### TEXTO EXTRAÍDO:

No solo se trata de salvar la democracia culpando a los políticos actuales. Hay que dejar la soberbia de lado y asumir con humildad que los antiguos griegos fueron mejores ciudadanos que nosotros.
EN GRECIA nació la democracia, y allí está muriendo. La crisis actual toca algo más que el bolsillo de todos los griegos. Es una profunda crisis de valores que obliga a discutir la viabilidad misma de la democracia. El español Pedro Olalla, helenista de vasta trayectoria residente en Grecia, cree sin embargo que todo es un gran malentendido, que las democracias actuales son, en realidad, oligarquías encubiertas, y que ya no hay ciudadanos como sí había en la Atenas antigua, hace más de 20 siglos.

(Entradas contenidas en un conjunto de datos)

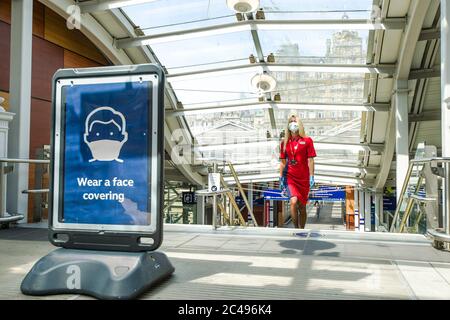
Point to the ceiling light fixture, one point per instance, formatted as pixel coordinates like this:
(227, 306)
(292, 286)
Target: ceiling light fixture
(243, 6)
(263, 83)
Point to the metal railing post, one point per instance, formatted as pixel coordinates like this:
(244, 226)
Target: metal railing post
(214, 222)
(446, 198)
(3, 190)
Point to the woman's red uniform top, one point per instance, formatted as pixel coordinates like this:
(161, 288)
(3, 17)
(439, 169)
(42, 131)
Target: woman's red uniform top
(297, 172)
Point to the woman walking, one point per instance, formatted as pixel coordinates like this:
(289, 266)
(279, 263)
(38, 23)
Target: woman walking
(297, 168)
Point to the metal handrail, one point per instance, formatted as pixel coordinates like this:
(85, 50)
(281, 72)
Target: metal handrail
(31, 191)
(12, 160)
(427, 160)
(4, 218)
(412, 163)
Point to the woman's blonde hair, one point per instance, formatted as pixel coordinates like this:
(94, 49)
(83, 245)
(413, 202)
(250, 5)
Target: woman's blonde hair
(287, 132)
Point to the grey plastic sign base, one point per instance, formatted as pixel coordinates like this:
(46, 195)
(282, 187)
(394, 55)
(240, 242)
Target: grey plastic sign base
(101, 274)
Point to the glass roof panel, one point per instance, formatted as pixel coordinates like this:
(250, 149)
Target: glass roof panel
(223, 50)
(173, 15)
(318, 46)
(243, 127)
(233, 87)
(317, 9)
(325, 125)
(238, 127)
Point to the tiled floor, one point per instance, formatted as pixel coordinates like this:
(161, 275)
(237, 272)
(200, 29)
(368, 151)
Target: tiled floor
(259, 263)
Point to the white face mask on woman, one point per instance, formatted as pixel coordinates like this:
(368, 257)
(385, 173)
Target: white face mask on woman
(293, 127)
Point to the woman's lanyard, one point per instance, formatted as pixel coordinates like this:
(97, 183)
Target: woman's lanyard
(293, 161)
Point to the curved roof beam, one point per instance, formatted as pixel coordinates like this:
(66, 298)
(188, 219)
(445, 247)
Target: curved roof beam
(258, 25)
(92, 30)
(285, 67)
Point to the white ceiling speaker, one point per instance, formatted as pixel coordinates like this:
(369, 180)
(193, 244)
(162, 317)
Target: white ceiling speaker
(263, 83)
(243, 6)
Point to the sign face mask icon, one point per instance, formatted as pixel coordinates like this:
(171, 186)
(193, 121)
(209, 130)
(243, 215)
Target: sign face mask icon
(293, 126)
(105, 134)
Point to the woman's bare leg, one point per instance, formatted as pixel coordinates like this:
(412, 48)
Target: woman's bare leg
(294, 211)
(303, 216)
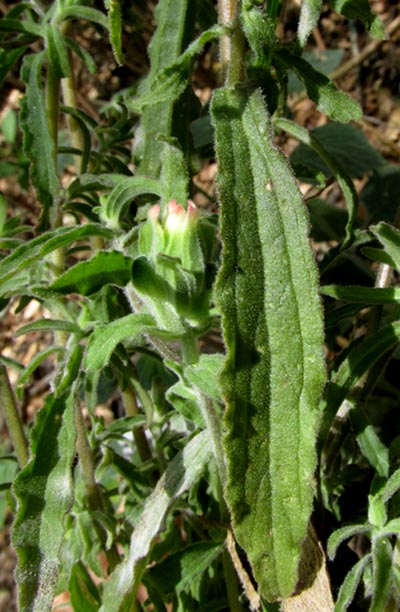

### TAREAS PROPUESTAS:
a. Traduzca al inglés la oración "La crisis actual toca algo más que el bolsillo de todos los griegos." del texto sobre la democracia en Grecia.
b. Extraiga de las entradas cada línea que contenga la cadena "lanyard", teniendo en cuenta las mayúsculas y minúsculas.

### RESPUESTAS DEL EJERCICIO:
a. The current crisis affects more than the pockets of all Greeks.

b.
Point to the woman's lanyard, one point per instance, formatted as pixel coordinates like this:
Target: woman's lanyard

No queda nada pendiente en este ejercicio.